THINGS TO DO |
A. From the rowing report, copy word for word everything from "On Finals day, shortly" down to "by 3 seconds.".
B. In the rowing report, by what margin did the Windsor Boys School defeat Claires Court on Finals day?

EXTRACT TO READ |
On Finals day, shortly after 11.48 am, the Windsor Boys School defeated Claires Court by 1/2 length. Here’s the announcement of the result:

The Fawley Challenge Cup Henley Royal RegattaFinal

If you can see the small cross on the finish time, this tells you that the winners broke the course record, by 4 seconds, and so this means the Claires Court crew in coming second also broke the course record, by 3 seconds.

If you have not already watched the race on the YouTube channel, please do. It’s one of the most heroic bits of rowing by both quads you’ll ever see.  Windsor just beat Leander by 2 feet on Saturday afternoon, and Claires Court’s defeat of Maidenhead was not much easier. It is remarkable to have developed 4 quads this good, all on a tiny stretch on the River Thames between Henley and Windsor, and continues the epic traditions of these schools and clubs, to whom we ought to add the names of Marlow and Sir William Borlase too.

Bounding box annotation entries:
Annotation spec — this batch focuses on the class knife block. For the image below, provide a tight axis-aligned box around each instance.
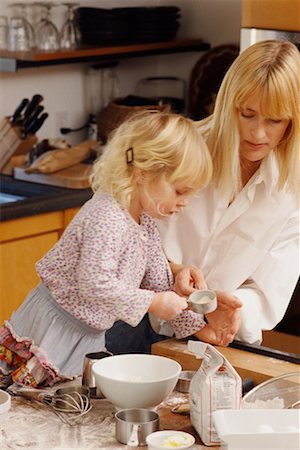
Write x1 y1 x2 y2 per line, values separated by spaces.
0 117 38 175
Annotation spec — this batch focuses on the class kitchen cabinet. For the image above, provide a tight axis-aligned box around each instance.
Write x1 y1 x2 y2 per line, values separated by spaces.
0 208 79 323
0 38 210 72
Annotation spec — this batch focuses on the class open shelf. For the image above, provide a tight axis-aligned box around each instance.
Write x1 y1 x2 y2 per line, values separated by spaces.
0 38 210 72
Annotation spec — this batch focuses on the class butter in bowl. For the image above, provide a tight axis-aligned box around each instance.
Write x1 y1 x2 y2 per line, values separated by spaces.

EXERCISE RESPONSES |
A.
On Finals day, shortly after 11.48 am, the Windsor Boys School defeated Claires Court by 1/2 length. Here’s the announcement of the result:

The Fawley Challenge Cup Henley Royal RegattaFinal

If you can see the small cross on the finish time, this tells you that the winners broke the course record, by 4 seconds, and so this means the Claires Court crew in coming second also broke the course record, by 3 seconds.

B. By 1/2 length.